### What needs to be done
Edit the rows below so that every "sample output" reads "reference output", and keep all other text the same.

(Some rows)
# # # # # # #
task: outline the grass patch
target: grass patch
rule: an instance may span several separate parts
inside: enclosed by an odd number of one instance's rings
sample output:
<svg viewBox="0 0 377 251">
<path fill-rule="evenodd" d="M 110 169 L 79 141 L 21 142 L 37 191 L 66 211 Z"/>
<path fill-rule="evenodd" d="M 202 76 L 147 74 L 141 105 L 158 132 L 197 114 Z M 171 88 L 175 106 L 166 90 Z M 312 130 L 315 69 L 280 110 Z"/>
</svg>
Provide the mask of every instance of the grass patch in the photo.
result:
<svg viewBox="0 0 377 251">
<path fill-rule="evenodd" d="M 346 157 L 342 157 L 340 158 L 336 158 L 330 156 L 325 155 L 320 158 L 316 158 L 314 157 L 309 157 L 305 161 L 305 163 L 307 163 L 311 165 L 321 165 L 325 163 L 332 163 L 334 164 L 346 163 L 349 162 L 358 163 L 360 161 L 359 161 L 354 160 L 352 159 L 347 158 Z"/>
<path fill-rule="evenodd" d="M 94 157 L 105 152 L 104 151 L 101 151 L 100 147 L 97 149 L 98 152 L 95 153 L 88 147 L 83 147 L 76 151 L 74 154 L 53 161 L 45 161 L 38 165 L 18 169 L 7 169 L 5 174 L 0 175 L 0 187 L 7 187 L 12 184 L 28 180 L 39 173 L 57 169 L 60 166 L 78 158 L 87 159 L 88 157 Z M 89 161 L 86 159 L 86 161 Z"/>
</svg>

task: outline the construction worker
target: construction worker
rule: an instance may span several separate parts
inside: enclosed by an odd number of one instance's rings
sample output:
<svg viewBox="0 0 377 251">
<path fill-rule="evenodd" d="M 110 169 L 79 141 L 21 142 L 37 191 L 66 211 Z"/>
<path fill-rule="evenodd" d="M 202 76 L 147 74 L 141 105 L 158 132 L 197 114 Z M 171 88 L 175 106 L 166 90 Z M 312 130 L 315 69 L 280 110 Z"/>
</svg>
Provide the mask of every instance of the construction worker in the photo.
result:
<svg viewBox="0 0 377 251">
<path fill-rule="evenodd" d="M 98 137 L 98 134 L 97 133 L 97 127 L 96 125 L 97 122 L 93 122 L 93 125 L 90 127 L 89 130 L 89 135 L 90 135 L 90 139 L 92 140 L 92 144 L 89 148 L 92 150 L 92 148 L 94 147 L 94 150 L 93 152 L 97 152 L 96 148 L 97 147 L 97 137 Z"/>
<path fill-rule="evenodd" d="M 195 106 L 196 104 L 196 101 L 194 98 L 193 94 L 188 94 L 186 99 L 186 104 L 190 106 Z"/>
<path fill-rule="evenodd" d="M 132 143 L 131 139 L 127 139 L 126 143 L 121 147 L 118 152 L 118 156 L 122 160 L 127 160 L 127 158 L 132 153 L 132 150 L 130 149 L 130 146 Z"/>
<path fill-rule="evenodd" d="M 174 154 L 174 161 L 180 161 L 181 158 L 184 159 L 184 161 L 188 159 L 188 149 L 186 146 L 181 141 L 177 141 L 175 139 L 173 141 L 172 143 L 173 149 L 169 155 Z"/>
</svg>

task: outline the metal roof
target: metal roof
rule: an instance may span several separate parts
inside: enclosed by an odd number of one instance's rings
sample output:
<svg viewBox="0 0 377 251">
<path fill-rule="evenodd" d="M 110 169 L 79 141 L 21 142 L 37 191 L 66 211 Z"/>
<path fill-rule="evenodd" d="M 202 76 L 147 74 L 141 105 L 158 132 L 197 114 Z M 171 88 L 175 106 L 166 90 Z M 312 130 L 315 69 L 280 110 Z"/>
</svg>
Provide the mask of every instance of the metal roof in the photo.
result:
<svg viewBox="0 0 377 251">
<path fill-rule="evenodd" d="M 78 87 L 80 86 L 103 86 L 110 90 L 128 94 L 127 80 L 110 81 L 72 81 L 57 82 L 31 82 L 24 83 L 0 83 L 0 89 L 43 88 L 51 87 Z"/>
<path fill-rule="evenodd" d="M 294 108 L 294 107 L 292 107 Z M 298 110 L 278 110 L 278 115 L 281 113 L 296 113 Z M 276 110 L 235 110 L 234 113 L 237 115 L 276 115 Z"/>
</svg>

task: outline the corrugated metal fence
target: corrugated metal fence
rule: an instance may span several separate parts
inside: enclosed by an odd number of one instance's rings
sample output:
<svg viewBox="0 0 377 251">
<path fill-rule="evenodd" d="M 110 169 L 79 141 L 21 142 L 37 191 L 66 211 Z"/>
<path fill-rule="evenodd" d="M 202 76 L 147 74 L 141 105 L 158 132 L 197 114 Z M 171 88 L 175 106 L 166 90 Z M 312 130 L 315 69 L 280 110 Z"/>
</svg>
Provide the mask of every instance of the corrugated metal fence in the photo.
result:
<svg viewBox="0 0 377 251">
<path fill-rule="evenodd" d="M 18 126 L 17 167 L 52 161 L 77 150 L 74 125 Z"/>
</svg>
# # # # # # #
### Solution to the exercise
task: outline the grass patch
target: grass patch
rule: an instance may span several separate parts
inside: enclosed by an odd number of one instance's rings
reference output:
<svg viewBox="0 0 377 251">
<path fill-rule="evenodd" d="M 110 169 L 79 141 L 21 142 L 37 191 L 66 211 Z"/>
<path fill-rule="evenodd" d="M 202 76 L 147 74 L 141 105 L 158 132 L 197 114 Z M 171 88 L 175 106 L 166 90 Z M 312 130 L 315 69 L 280 110 Z"/>
</svg>
Provide the mask of every instance of the grass patch in the photo.
result:
<svg viewBox="0 0 377 251">
<path fill-rule="evenodd" d="M 346 157 L 342 157 L 340 158 L 336 158 L 330 156 L 325 155 L 320 158 L 316 158 L 314 157 L 309 157 L 305 161 L 305 163 L 307 163 L 311 165 L 321 165 L 325 163 L 332 163 L 334 164 L 346 163 L 349 162 L 358 163 L 360 161 L 359 161 L 354 160 L 352 159 L 347 158 Z"/>
<path fill-rule="evenodd" d="M 94 157 L 105 152 L 104 151 L 101 151 L 100 147 L 97 149 L 98 152 L 95 153 L 88 147 L 83 147 L 76 151 L 74 154 L 53 161 L 45 161 L 38 165 L 18 169 L 7 169 L 5 174 L 0 175 L 0 187 L 7 187 L 12 184 L 28 180 L 39 173 L 57 169 L 60 166 L 78 158 L 87 159 L 88 157 Z M 89 161 L 86 159 L 86 161 Z"/>
</svg>

task: outline the construction worker
target: construction worker
rule: an instance may span several separate parts
inside: enclosed by an odd number of one instance's rings
reference output:
<svg viewBox="0 0 377 251">
<path fill-rule="evenodd" d="M 110 169 L 79 141 L 21 142 L 37 191 L 66 211 Z"/>
<path fill-rule="evenodd" d="M 202 76 L 147 74 L 141 105 L 158 132 L 197 114 Z M 171 88 L 175 106 L 166 90 Z M 312 130 L 315 69 L 280 110 Z"/>
</svg>
Provide the mask of every instance of the construction worker in the photo.
result:
<svg viewBox="0 0 377 251">
<path fill-rule="evenodd" d="M 98 137 L 98 134 L 97 133 L 97 127 L 96 125 L 97 122 L 93 122 L 93 125 L 90 127 L 89 130 L 89 135 L 90 135 L 90 139 L 92 140 L 92 144 L 89 148 L 92 150 L 92 148 L 94 147 L 94 150 L 93 152 L 97 152 L 96 148 L 97 147 L 97 137 Z"/>
<path fill-rule="evenodd" d="M 195 106 L 196 104 L 196 101 L 194 98 L 193 94 L 188 94 L 186 99 L 186 104 L 190 106 Z"/>
<path fill-rule="evenodd" d="M 132 143 L 131 139 L 127 139 L 126 143 L 121 147 L 118 152 L 118 156 L 122 160 L 127 160 L 127 158 L 132 153 L 132 150 L 130 149 L 130 146 Z"/>
<path fill-rule="evenodd" d="M 174 154 L 174 161 L 180 161 L 181 158 L 184 159 L 184 161 L 188 159 L 188 149 L 186 146 L 181 141 L 177 141 L 175 139 L 173 141 L 172 143 L 173 149 L 169 155 Z"/>
</svg>

task: outline the metal roof
target: metal roof
rule: an instance may span several separate parts
inside: enclosed by an odd number of one instance's rings
reference output:
<svg viewBox="0 0 377 251">
<path fill-rule="evenodd" d="M 110 169 L 79 141 L 21 142 L 37 191 L 66 211 Z"/>
<path fill-rule="evenodd" d="M 202 76 L 147 74 L 141 105 L 158 132 L 197 114 Z M 171 88 L 175 106 L 166 90 Z M 312 130 L 315 69 L 280 110 Z"/>
</svg>
Provide the mask of every instance of the metal roof in the photo.
result:
<svg viewBox="0 0 377 251">
<path fill-rule="evenodd" d="M 78 87 L 80 86 L 103 86 L 110 90 L 128 94 L 127 80 L 110 81 L 72 81 L 57 82 L 31 82 L 24 83 L 0 83 L 0 89 L 43 88 L 51 87 Z"/>
<path fill-rule="evenodd" d="M 294 108 L 294 107 L 292 107 Z M 298 110 L 278 110 L 278 115 L 281 113 L 296 113 Z M 276 110 L 235 110 L 234 113 L 237 115 L 276 115 Z"/>
</svg>

task: outline the corrugated metal fence
target: corrugated metal fence
rule: an instance may span several separate parts
inside: enclosed by an odd number of one instance's rings
reference output:
<svg viewBox="0 0 377 251">
<path fill-rule="evenodd" d="M 110 169 L 79 141 L 21 142 L 37 191 L 66 211 Z"/>
<path fill-rule="evenodd" d="M 202 76 L 147 74 L 141 105 L 158 132 L 197 114 Z M 171 88 L 175 106 L 166 90 Z M 312 130 L 315 69 L 280 110 Z"/>
</svg>
Provide the mask of every instance of the corrugated metal fence in the photo.
result:
<svg viewBox="0 0 377 251">
<path fill-rule="evenodd" d="M 18 126 L 17 167 L 52 161 L 77 150 L 74 125 Z"/>
</svg>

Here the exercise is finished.